• _REQUIRED ACTION 1_:
In the article on Biden's wildfire speech, by what year would Biden's proposal have the United States achieve a carbon-free power sector?
• _REQUIRED ACTION 2_:
Name every U.S. state mentioned in the article on Biden's wildfire speech.
• _REQUIRED ACTION 3_:
Render this sentence from the article on Biden's wildfire speech in Spanish: "Biden cast the response to climate change as a choice between uniting to fight the problem or surrendering and ignoring it."

• _EXCERPTED PASSAGE_:
--- START ---

Biden blasts 'climate arsonist' Trump in speech about West Coast fires
As the devastation from the wildfires raging across the western United States continues into its second week, former Vice President Joe Biden delivered a speech Monday in Wilmington, Delaware, centered around his plans to combat the growing threat of climate change and its contributions to worsening instances of extreme weather around the globe.
"If you give a climate arsonist four more years in the White House, why would anyone be surprised if we have more of America ablaze? If you give a climate denier four more years in the White House, why would anyone be surprised when more of America is underwater?" Biden said in prepared remarks.
Referring to one of Trump's main arguments in his re-election campaign about the safety of suburbs, Biden said, "You know what is actually threatening our suburbs? Wildfires are burning the suburbs in the West, floods are wiping out suburban neighborhoods in the Midwest."
By Monday morning, more than 3.3 million acres have been burned in the Golden State this year -- more than 27 times more than in 2019, according to the California Department of Forestry and Fire Protection. Firefighters in the state have not seen anything like this season in more than a century, when the Great Fire of 1910 blazed through more than 3 million acres.
The wildfires also claimed the lives of 27 people last week, and officials remain concerned that this week's weather conditions will not bring a respite to the region.
Throughout his remarks, Biden sought to tie together the president's response to the coronavirus pandemic and climate change, criticizing Trump for "his disdain for science and facts."
"Once again, he fails the most basic duty to a nation. He fails to protect us from the pandemic, from an economic freefall, from racial unrest, from the ravages of climate change. It's clear that we're not safe and Donald Trump's America. This is Donald Trump's America. He's in charge," Biden said, co-opting a line often used by the Trump campaign against him.
Biden's speech, which also emphasized the role that investing in green energy jobs can play in combatting climate change, came as Trump visited California to receive a briefing on the wildfires from local officials near the city of Sacramento.
Preempting Trump's California stop, Biden argued Trump has "no interest" in confronting the challenge of climate change, saying it's "another crisis he won't take responsibility for," a dig at the administration's response to the coronavirus pandemic.
"As [Trump] flies to California today, we know he has no interest in meeting this moment. We know he won't listen to the experts or treat this disaster with the urgency it demands as any president should do during a national emergency," Biden said, adding, "The West is literally on fire, and he blames the people whose homes and communities are burning."
Biden cast the response to climate change as a choice between uniting to fight the problem or surrendering and ignoring it.
"We have a choice. We can invest in our infrastructure to make it stronger and more resilient, improving the health of Americans and creating millions of good paying jobs while at the same time tackling the root causes of climate change," Biden said. "Or we can continue down the path Donald Trump has us on -- a path of indifference, costing tens of billions of dollars to rebuild."
Monday's remarks were far from the beginning of Biden's attacks on Trump over the issue of climate change.
In a statement released Saturday, Biden expressed his support for those suffering from the effects of the fires, as well as the firefighters and first responders on the front lines of the emergency, while also blasting Trump for "deny[ing] ... reality" on climate change's role in the ongoing crisis.
"The science is clear, and deadly signs like these are unmistakable — climate change poses an imminent, existential threat to our way of life. President Trump can try to deny that reality, but the facts are undeniable. We absolutely must act now to avoid a future defined by an unending barrage of tragedies like the one American families are enduring across the West today," Biden wrote.
Biden and Trump have offered vastly different visions when it comes to tackling the issue of climate change.
The former vice president has proposed a sweeping proposal that calls for the United States to achieve a carbon-free power sector by 2035 and make a $2 trillion investment over his first four years in office in green energy and infrastructure to combat the threat of climate change.
Throughout his first term in office, Trump has rolled back a slate of Obama-era environmental regulations, including ones that placed emissions-standards on American-made cars and the Obama administration's Clean Power Plan, which would have limited carbon emissions from coal and gas-fired power plants, and withdrew the United States from the landmark Paris Climate Agreement.
Despite those rollbacks, Trump declared himself "a great environmentalist," during a speech in Florida last week, where he announced the extension of a 10-year moratorium on oil and gas drilling off the state's coast as well as the Georgia and South Carolina coasts.

--- END ---

Data records
--- START ---

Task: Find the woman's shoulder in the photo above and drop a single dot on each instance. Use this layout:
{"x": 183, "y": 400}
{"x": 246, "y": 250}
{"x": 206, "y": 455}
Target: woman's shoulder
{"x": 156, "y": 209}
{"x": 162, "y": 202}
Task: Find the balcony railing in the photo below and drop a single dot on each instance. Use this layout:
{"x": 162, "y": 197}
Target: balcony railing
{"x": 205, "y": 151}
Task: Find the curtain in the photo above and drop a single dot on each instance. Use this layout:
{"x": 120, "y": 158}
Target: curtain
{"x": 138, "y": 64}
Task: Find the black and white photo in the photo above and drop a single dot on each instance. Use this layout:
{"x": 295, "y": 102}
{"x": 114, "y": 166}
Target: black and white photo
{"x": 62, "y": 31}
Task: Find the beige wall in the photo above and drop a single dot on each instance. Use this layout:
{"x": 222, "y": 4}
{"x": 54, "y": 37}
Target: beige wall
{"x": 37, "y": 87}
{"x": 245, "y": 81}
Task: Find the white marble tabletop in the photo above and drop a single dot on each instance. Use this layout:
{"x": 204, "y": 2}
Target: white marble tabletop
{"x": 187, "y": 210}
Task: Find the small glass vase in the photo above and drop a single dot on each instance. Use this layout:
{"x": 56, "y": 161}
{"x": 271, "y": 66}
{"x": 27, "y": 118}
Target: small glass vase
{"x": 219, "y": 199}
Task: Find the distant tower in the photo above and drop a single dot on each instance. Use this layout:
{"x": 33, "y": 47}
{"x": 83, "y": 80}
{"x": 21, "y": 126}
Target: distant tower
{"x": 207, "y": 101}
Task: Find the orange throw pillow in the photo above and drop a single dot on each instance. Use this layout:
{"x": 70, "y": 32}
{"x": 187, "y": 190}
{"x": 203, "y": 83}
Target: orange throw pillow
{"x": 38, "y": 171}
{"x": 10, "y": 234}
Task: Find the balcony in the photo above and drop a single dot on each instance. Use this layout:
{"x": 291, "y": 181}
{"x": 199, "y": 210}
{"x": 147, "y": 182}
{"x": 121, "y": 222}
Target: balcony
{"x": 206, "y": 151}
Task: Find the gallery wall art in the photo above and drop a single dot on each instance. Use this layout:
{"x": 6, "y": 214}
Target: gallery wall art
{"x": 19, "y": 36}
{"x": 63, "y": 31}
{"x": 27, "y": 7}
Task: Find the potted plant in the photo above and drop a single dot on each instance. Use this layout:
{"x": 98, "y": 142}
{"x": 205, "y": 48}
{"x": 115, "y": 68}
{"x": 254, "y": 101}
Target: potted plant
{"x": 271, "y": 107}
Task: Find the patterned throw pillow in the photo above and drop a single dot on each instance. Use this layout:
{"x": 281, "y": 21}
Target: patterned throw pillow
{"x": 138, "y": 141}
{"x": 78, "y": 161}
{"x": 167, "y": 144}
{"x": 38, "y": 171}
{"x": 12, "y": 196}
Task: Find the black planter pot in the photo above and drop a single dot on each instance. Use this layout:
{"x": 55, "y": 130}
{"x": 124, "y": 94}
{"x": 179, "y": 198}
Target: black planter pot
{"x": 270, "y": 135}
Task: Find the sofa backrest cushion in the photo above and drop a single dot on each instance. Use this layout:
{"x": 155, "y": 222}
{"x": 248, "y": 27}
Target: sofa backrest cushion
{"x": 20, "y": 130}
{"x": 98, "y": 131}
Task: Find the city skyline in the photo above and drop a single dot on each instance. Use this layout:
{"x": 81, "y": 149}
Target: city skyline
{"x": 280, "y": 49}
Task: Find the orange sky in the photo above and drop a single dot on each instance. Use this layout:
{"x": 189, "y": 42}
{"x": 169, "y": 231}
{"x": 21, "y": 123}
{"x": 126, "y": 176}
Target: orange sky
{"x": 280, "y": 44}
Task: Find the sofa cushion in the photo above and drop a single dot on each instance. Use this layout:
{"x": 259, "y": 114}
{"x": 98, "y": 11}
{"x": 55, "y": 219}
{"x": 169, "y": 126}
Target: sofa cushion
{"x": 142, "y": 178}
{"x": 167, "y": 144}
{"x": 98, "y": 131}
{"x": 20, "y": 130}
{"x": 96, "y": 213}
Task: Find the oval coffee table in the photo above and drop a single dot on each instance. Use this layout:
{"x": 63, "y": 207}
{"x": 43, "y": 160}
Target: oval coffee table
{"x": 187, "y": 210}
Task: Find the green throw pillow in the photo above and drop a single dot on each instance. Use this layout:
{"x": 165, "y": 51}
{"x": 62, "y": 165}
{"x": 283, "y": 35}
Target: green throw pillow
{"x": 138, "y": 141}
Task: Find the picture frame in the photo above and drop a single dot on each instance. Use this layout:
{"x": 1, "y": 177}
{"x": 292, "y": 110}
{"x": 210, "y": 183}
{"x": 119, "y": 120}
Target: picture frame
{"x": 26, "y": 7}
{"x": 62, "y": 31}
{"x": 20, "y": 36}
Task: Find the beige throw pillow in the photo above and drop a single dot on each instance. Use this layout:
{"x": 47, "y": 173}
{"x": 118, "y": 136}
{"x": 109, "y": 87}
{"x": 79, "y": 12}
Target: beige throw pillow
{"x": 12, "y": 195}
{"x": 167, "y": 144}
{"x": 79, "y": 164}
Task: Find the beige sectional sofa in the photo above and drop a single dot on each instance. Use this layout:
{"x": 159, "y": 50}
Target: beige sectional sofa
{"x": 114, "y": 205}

--- END ---

• _ANSWER SECTION 1_:
2035

• _ANSWER SECTION 2_:
Delaware, California, Florida, Georgia, South Carolina

• _ANSWER SECTION 3_:
Biden presentó la respuesta al cambio climático como una elección entre unirse para combatir el problema o rendirse e ignorarlo.